- WHAT IS REQUIRED:
Copy the records below exactly as they appear.

- PROVIDED RECORDS:
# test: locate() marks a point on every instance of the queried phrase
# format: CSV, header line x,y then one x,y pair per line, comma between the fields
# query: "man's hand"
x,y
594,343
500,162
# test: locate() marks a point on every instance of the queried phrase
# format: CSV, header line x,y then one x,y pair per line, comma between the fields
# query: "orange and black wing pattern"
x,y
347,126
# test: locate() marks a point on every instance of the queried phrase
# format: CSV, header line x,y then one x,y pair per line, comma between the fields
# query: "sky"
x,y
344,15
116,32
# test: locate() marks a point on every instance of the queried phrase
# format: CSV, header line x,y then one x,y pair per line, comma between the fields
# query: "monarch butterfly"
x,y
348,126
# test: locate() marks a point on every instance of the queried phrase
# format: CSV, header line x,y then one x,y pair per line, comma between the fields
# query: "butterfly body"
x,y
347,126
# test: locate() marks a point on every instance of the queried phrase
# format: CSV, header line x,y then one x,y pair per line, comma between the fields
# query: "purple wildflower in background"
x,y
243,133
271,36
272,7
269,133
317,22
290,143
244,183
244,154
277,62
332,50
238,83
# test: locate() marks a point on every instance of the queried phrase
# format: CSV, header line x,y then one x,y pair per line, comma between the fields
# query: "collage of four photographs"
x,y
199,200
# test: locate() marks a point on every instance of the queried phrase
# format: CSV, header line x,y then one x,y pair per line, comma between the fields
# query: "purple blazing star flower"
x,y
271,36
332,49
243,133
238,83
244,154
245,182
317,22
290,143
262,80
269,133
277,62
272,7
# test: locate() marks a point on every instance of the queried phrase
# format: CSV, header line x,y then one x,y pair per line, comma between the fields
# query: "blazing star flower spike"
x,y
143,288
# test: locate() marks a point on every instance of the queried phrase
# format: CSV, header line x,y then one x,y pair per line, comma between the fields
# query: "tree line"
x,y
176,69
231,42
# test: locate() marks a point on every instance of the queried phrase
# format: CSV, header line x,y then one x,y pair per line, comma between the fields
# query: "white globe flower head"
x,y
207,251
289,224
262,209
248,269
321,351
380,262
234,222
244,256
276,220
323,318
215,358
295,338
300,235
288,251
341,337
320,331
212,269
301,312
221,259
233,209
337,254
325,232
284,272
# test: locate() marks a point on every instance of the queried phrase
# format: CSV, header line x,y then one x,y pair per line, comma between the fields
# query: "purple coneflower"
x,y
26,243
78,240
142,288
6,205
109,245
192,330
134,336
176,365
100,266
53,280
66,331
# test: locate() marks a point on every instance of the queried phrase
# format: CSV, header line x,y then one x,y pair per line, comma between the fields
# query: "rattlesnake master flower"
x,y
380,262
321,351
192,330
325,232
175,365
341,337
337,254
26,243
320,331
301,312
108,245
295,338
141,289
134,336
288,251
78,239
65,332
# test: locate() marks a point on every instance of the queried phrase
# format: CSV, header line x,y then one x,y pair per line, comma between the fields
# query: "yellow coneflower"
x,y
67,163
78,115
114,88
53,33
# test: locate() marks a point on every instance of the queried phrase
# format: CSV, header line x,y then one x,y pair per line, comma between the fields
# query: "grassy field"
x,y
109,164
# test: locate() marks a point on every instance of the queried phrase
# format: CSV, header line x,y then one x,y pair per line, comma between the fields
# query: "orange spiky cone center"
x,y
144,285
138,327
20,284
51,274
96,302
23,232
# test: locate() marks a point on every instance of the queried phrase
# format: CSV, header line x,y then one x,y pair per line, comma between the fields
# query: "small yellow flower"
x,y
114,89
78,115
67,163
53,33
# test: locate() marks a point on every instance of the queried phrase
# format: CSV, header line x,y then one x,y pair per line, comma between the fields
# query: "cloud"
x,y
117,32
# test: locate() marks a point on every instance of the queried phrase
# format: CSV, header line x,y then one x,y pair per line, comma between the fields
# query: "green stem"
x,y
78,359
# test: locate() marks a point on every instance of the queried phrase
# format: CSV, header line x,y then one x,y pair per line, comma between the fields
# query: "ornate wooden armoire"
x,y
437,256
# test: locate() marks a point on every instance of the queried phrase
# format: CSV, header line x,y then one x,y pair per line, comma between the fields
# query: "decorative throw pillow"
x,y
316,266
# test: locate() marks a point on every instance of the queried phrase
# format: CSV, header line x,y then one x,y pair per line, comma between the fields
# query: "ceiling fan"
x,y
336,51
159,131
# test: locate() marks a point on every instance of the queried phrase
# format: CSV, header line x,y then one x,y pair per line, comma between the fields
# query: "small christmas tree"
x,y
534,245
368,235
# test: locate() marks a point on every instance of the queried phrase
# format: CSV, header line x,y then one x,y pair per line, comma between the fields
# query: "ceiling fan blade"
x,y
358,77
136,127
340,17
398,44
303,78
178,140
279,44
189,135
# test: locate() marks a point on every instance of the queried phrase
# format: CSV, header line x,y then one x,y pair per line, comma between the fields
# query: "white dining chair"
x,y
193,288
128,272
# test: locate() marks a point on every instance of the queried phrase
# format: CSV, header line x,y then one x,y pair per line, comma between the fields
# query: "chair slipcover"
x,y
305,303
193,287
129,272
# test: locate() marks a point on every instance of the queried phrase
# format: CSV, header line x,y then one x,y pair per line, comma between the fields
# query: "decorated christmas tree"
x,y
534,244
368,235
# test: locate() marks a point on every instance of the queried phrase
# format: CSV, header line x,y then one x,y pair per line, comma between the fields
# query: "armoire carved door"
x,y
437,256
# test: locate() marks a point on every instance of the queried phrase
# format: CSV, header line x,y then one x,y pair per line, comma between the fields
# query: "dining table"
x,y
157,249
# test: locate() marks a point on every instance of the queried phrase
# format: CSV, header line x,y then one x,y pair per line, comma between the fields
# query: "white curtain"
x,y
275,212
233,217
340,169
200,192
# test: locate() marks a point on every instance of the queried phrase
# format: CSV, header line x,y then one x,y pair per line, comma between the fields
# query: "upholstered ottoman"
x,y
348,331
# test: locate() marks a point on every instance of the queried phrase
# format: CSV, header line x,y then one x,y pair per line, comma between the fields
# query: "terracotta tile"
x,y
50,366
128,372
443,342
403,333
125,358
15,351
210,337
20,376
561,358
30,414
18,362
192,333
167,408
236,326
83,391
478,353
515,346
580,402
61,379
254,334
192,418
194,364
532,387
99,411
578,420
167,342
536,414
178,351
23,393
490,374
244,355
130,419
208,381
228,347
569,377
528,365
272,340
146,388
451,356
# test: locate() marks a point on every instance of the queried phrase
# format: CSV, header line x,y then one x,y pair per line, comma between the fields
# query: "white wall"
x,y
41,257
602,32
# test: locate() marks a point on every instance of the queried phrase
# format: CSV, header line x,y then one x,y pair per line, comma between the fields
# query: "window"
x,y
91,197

- TASK OUTPUT:
# test: locate() marks a point on every instance of the queried phrase
# format: CSV, header line x,y then one x,y pair per line, comma between the fields
# query: "man's hand"
x,y
594,343
500,162
# test: locate() marks a point on every instance of the queried phrase
# format: CSV, header line x,y then one x,y pair per line, comma between the fields
# query: "orange and black wing pattern"
x,y
347,126
# test: locate() marks a point on every instance of the queried phrase
# format: CSV, header line x,y then one x,y pair per line, comma between the fields
# query: "sky"
x,y
344,15
116,32
# test: locate() marks a point on every instance of the queried phrase
# format: CSV, header line x,y then one x,y pair per line, comma between the fields
# query: "monarch butterfly"
x,y
348,126
# test: locate() marks a point on every instance of the queried phrase
# format: CSV, header line x,y then one x,y pair per line, comma between the fields
# query: "butterfly body"
x,y
347,126
# test: locate() marks a point on every instance of the queried phrase
# format: CSV, header line x,y then one x,y pair per line, comma between the fields
# query: "purple wildflower in background"
x,y
243,133
271,36
272,7
269,133
317,22
290,143
244,183
244,154
277,62
332,50
238,83
# test: locate() marks a point on every instance of the queried phrase
# format: CSV, header line x,y then one x,y pair per line, comma between the fields
# query: "collage of four photographs"
x,y
199,200
# test: locate() marks a point on every instance of the queried phrase
# format: CSV, header line x,y then one x,y pair per line, comma between the fields
# query: "purple blazing star flower"
x,y
271,36
332,49
243,133
238,83
244,154
245,182
317,22
290,143
262,80
269,133
277,62
272,7
# test: locate() marks a point on every instance of the queried phrase
# format: CSV, header line x,y then one x,y pair per line, comma between the fields
# query: "blazing star flower spike"
x,y
143,288
# test: locate() marks a point on every instance of the queried phrase
# format: CSV, header line x,y then one x,y pair per line, comma between the fields
# query: "tree line"
x,y
176,69
231,42
# test: locate() marks a point on every instance of the queried phrase
# format: CSV, header line x,y then one x,y pair per line, comma between the fields
# query: "white globe flower head"
x,y
207,251
289,224
262,209
248,269
321,351
380,262
234,222
244,256
276,220
323,318
215,358
295,338
300,235
288,251
341,337
320,331
212,269
301,312
221,259
233,209
337,254
325,232
284,272
# test: locate() marks a point on every instance of the queried phrase
# format: CSV, header line x,y then one x,y pair per line, comma between the fields
# query: "purple coneflower"
x,y
26,243
78,240
142,288
6,205
109,245
192,330
134,336
176,365
100,266
53,280
66,331
# test: locate() marks a point on every instance of the queried phrase
# format: CSV, header line x,y then one x,y pair per line, comma between the fields
# query: "rattlesnake master flower"
x,y
380,262
321,351
192,330
325,232
175,365
341,337
337,254
26,243
320,331
301,312
108,245
295,338
141,289
134,336
288,251
78,239
65,332
# test: locate() marks a point on every instance of the queried phrase
# format: CSV, header line x,y then one x,y pair per line, comma between the fields
# query: "yellow coneflower"
x,y
67,163
78,115
114,88
53,33
# test: locate() marks a point on every instance of the queried phrase
# format: CSV, header line x,y then one x,y pair per line, comma between the fields
# query: "grassy field"
x,y
109,164
# test: locate() marks a point on every instance of the queried phrase
# format: CSV, header line x,y then one x,y pair per line, comma between the fields
# query: "orange spiky cone center"
x,y
144,285
138,327
20,284
51,274
96,302
23,232
# test: locate() marks a point on every instance of the queried phrase
# format: CSV, header line x,y then one x,y pair per line, comma between the fields
# query: "small yellow flower"
x,y
114,89
78,115
67,163
53,33
# test: locate() marks a point on every instance of the queried phrase
# format: CSV, header line x,y then one x,y pair per line, comma between the fields
# query: "cloud"
x,y
117,32
# test: locate() marks a point on every instance of the queried phrase
# format: CSV, header line x,y then one x,y pair per line, comma between the fields
# query: "green stem"
x,y
78,359
# test: locate() marks a point on every instance of the queried phrase
# format: CSV, header line x,y then one x,y pair per line, comma between the fields
# query: "ornate wooden armoire"
x,y
437,256
# test: locate() marks a point on every instance of the queried phrase
# format: CSV, header line x,y then one x,y pair per line, comma between the fields
# query: "decorative throw pillow"
x,y
316,266
# test: locate() marks a point on every instance of the queried phrase
# format: CSV, header line x,y then one x,y pair per line, comma between the fields
# query: "ceiling fan"
x,y
336,51
159,131
# test: locate() marks a point on every instance of the queried phrase
# format: CSV, header line x,y then one x,y pair per line, comma between the fields
# query: "small christmas tree"
x,y
534,245
368,235
# test: locate() marks a point on every instance of the queried phrase
# format: CSV, header line x,y then one x,y pair per line, comma between the fields
# query: "ceiling fan blade"
x,y
358,77
136,127
340,17
398,44
303,78
178,140
279,44
189,135
# test: locate() marks a point on every instance of the queried phrase
# format: CSV, header line x,y then one x,y pair per line, comma between the fields
# query: "white dining chair"
x,y
193,288
128,272
# test: locate() marks a point on every instance of the queried phrase
# format: CSV, header line x,y then one x,y pair per line, comma between the fields
# query: "chair slipcover"
x,y
305,303
193,287
129,272
# test: locate() marks a point on every instance of the queried phrase
# format: CSV, header line x,y then one x,y pair per line, comma between the fields
# query: "decorated christmas tree"
x,y
534,244
368,235
# test: locate() marks a point on every instance of the queried phrase
# format: CSV, header line x,y then one x,y pair per line, comma between the fields
# query: "armoire carved door"
x,y
437,256
# test: locate() marks a point on every instance of the queried phrase
# format: CSV, header line x,y then one x,y pair per line, comma between the fields
# query: "dining table"
x,y
157,249
# test: locate() marks a point on every instance of the queried phrase
# format: CSV, header line x,y then one x,y pair per line, comma between the fields
# query: "white curtain"
x,y
275,212
233,217
340,169
200,192
# test: locate() marks a point on every instance of the queried phrase
# format: CSV, header line x,y then one x,y pair per line, comma between the fields
# query: "upholstered ottoman"
x,y
348,331
# test: locate() marks a point on every instance of the queried phrase
# format: CSV, header line x,y then one x,y pair per line, comma between the fields
# query: "terracotta tile"
x,y
50,366
128,372
443,342
403,333
125,358
15,351
210,337
20,376
561,358
30,414
18,362
192,333
167,408
236,326
83,391
478,353
515,346
580,402
61,379
254,334
192,418
194,364
532,387
99,411
578,420
167,342
536,414
178,351
23,393
490,374
244,355
130,419
208,381
228,347
569,377
528,365
272,340
146,388
451,356
# test: locate() marks a point on every instance of the queried phrase
# format: CSV, header line x,y then one x,y pair per line, comma between the fields
# query: "white wall"
x,y
41,257
602,32
# test: locate() marks a point on every instance of the queried phrase
# format: CSV, header line x,y then one x,y pair per line, comma between the fields
# query: "window"
x,y
91,197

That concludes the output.